Saved data entries
----

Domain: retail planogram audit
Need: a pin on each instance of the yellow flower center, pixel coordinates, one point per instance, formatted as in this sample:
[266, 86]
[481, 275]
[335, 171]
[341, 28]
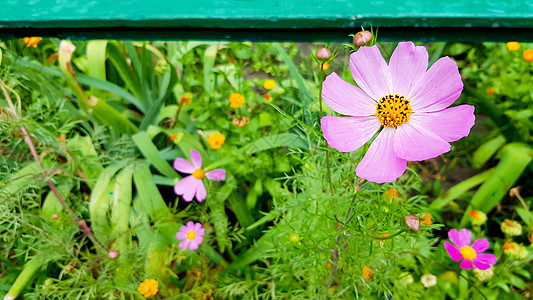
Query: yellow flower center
[199, 174]
[191, 235]
[467, 252]
[393, 110]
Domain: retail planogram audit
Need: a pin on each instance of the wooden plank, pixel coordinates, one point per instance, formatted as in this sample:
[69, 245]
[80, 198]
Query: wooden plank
[268, 20]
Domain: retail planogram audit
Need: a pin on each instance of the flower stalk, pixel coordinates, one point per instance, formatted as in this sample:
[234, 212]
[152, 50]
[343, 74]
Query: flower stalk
[322, 76]
[79, 222]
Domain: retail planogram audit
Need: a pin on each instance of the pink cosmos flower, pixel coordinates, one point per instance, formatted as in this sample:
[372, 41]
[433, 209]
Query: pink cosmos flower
[192, 235]
[192, 185]
[469, 254]
[405, 99]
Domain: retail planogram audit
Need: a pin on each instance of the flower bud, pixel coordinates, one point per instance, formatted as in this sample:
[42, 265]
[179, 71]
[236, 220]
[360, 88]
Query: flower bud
[511, 228]
[428, 280]
[483, 275]
[413, 222]
[362, 38]
[323, 54]
[367, 273]
[294, 238]
[113, 254]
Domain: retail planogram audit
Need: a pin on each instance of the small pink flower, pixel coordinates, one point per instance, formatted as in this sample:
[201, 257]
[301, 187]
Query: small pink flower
[406, 100]
[469, 254]
[192, 185]
[192, 235]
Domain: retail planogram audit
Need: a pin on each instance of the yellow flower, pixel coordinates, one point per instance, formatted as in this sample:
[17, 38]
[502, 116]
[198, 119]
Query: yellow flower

----

**What to produce**. Copy out every row above word for word, but leave the pictures out.

**Final result**.
Domain: retail planogram audit
Need: a pin on each instance of the yellow flower center, pixel coordinates, one point per instance, formatted as in this sample:
[266, 86]
[481, 275]
[335, 171]
[341, 28]
Query: yellow flower center
[199, 174]
[191, 235]
[467, 252]
[393, 110]
Domain: retail planogram audit
Need: a pin on each instance of the wooden plank, pixel coordinates, one point per instance, formatted as in this sample:
[69, 245]
[80, 198]
Query: wooden plank
[268, 20]
Domain: retail planogram audit
Need: a pin on each instance of the flower stalk, pixel coordinates, one point per instance, formatted as in this sample:
[234, 212]
[152, 50]
[343, 74]
Query: flower stalk
[322, 76]
[79, 222]
Domain: retail planogram audit
Need: a pin on each instance of the pink cosmos flower, pixel coordinates, one point per instance, formatted as in this sample:
[372, 41]
[433, 209]
Query: pink cosmos flower
[192, 235]
[192, 185]
[469, 254]
[405, 99]
Domain: retail planogram audit
Need: a pin on each instance of the flower bud, pixel coordinates, one point per instance, formatted as in this sample:
[42, 265]
[179, 71]
[236, 220]
[360, 88]
Query: flower bud
[511, 228]
[428, 280]
[483, 275]
[413, 222]
[362, 38]
[323, 54]
[367, 273]
[294, 238]
[113, 254]
Domain: retail planogram audit
Need: a pin on each instance of the small pink flower, pixel coordinates, one point per instance, formatted as in this sample:
[201, 257]
[301, 187]
Query: small pink flower
[406, 100]
[469, 254]
[192, 185]
[192, 235]
Domain: retail planogram audit
Need: a pin on each instance of the yellow flower, pixel coordinates, one point per instance, formatted as in this sample:
[17, 38]
[502, 116]
[198, 119]
Query: yellow flower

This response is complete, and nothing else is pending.